Image-grounded pointing data:

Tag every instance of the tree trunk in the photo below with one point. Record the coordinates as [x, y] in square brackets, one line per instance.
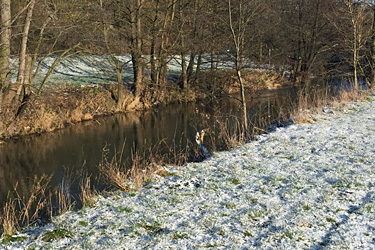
[4, 47]
[23, 78]
[190, 67]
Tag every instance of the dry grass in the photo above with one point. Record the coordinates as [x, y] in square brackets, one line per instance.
[142, 168]
[87, 193]
[312, 101]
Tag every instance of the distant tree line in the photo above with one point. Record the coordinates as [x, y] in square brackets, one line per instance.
[307, 38]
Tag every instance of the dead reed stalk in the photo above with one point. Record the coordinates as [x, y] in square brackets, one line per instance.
[87, 194]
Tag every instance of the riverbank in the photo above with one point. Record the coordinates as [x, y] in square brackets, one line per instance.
[307, 186]
[63, 106]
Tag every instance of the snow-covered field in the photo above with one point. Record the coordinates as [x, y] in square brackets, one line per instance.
[94, 69]
[307, 186]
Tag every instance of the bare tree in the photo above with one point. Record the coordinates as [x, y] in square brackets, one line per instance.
[4, 47]
[240, 13]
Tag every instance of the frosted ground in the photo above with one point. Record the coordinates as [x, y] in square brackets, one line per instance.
[307, 186]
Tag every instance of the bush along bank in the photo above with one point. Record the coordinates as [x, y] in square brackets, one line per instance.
[281, 191]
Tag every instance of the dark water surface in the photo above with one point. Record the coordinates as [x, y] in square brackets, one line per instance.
[79, 148]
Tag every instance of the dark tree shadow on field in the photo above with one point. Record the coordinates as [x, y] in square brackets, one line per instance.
[327, 238]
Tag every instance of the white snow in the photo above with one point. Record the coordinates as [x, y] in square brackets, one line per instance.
[307, 186]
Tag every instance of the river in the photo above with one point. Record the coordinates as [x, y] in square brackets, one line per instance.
[79, 149]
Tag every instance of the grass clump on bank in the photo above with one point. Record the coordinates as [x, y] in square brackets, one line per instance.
[59, 107]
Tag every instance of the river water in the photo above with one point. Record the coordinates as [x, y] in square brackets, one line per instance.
[79, 149]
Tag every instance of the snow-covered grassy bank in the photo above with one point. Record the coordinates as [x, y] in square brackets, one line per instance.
[307, 186]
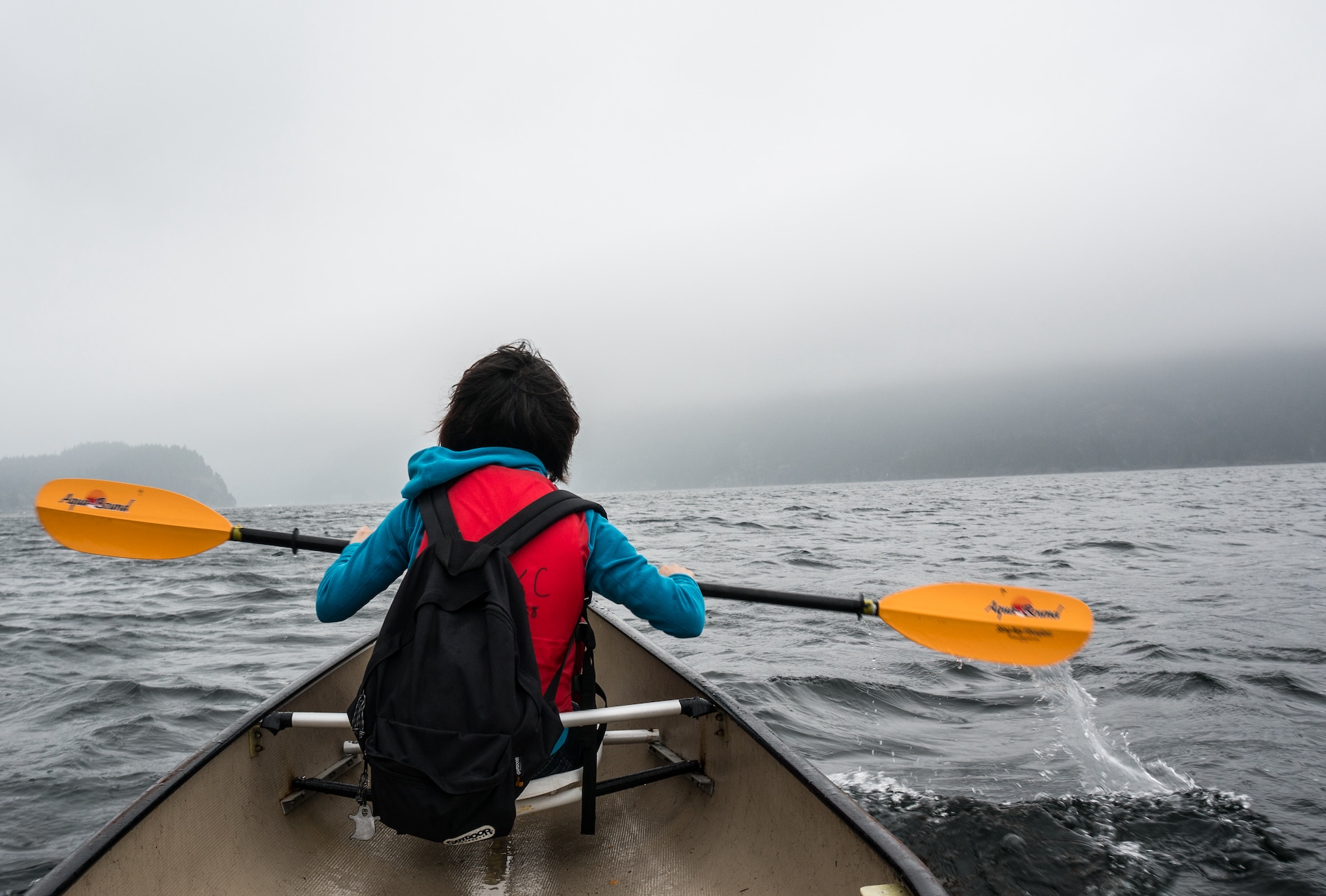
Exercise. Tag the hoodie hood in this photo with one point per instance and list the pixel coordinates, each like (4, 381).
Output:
(436, 465)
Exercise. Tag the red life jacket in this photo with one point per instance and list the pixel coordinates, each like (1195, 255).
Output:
(550, 565)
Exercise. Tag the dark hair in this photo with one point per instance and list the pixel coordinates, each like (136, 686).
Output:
(514, 398)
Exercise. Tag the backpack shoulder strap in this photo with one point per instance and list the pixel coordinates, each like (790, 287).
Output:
(439, 521)
(537, 516)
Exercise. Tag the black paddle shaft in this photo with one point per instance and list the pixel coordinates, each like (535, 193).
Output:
(782, 598)
(295, 541)
(292, 540)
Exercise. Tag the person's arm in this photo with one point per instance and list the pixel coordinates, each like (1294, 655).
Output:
(671, 603)
(365, 569)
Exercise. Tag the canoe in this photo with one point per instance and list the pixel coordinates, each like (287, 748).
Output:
(748, 815)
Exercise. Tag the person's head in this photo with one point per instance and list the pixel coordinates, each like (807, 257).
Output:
(512, 398)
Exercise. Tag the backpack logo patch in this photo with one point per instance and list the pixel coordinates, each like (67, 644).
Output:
(472, 837)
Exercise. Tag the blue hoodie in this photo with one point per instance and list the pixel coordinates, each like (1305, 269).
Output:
(615, 569)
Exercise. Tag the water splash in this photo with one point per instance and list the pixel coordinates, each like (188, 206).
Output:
(1106, 768)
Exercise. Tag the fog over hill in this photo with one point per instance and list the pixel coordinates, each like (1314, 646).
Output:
(169, 467)
(1198, 413)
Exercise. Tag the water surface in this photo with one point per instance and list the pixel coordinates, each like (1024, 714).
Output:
(1179, 753)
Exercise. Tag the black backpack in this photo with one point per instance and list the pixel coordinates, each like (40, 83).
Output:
(451, 714)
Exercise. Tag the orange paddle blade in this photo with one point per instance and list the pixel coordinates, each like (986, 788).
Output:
(991, 622)
(121, 520)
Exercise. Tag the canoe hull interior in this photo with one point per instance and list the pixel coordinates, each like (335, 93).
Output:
(772, 825)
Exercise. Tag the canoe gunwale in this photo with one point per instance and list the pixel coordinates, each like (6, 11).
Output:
(916, 875)
(60, 878)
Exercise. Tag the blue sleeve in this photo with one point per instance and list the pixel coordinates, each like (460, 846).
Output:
(369, 567)
(673, 603)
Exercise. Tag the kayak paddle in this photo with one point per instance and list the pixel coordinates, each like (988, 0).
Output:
(980, 622)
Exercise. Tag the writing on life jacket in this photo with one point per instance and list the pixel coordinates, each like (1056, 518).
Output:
(532, 590)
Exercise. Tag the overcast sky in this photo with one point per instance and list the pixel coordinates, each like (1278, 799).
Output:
(278, 232)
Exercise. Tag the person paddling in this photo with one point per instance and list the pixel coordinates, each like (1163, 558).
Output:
(506, 438)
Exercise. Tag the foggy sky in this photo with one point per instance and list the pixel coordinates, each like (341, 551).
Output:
(278, 232)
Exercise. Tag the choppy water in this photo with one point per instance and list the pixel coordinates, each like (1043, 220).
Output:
(1180, 753)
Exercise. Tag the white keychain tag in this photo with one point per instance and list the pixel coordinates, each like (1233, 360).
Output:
(364, 824)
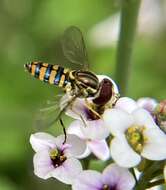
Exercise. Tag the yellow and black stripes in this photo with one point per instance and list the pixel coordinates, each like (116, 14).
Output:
(52, 74)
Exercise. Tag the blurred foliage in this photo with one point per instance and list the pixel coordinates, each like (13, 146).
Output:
(29, 30)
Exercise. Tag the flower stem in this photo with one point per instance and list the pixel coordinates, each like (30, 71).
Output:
(129, 14)
(155, 183)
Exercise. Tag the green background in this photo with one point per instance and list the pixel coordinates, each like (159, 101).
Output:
(29, 30)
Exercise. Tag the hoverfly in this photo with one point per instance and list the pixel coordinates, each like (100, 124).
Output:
(76, 83)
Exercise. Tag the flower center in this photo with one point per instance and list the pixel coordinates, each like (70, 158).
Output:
(107, 187)
(135, 137)
(57, 157)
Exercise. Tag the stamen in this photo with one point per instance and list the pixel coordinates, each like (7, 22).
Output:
(136, 138)
(57, 157)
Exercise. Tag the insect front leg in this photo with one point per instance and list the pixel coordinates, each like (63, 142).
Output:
(89, 106)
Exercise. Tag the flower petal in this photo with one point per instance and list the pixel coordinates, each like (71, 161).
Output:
(147, 103)
(117, 120)
(122, 153)
(88, 180)
(155, 147)
(143, 118)
(121, 177)
(95, 130)
(42, 164)
(68, 171)
(74, 146)
(100, 149)
(75, 128)
(126, 104)
(40, 141)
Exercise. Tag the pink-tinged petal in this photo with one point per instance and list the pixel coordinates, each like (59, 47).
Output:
(155, 147)
(147, 103)
(122, 153)
(165, 173)
(101, 77)
(95, 130)
(74, 146)
(75, 128)
(42, 164)
(68, 171)
(117, 121)
(121, 177)
(88, 180)
(126, 104)
(85, 154)
(143, 118)
(99, 149)
(40, 141)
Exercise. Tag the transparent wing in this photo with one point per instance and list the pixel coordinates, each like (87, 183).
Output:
(73, 47)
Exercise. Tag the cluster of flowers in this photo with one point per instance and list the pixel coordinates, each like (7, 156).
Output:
(126, 134)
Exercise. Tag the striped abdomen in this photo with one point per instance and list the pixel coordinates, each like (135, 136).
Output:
(52, 74)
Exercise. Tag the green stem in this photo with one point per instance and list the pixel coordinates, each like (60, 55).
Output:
(129, 14)
(155, 183)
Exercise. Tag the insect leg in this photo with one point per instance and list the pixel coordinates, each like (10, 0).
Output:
(64, 130)
(88, 105)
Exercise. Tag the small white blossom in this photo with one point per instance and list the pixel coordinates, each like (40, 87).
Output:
(55, 159)
(94, 136)
(135, 135)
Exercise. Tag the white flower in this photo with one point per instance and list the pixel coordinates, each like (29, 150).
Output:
(55, 159)
(129, 105)
(135, 135)
(113, 177)
(94, 135)
(147, 103)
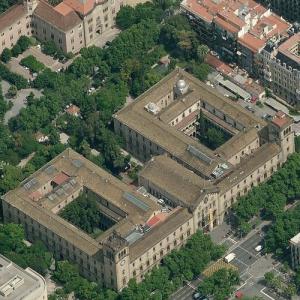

▸ WHAT IS EXPECTED:
The lines to return are those with the string "petal" in them; copy each from the entries above.

▸ ANSWER TO THIS TASK:
Exercise. Tag the flower petal in this photo with one point per instance and list the pixel coordinates, each like (71, 161).
Exercise. Tag the pink-tinged petal in this photo with one point per instance and list the pixel coordinates, each like (59, 47).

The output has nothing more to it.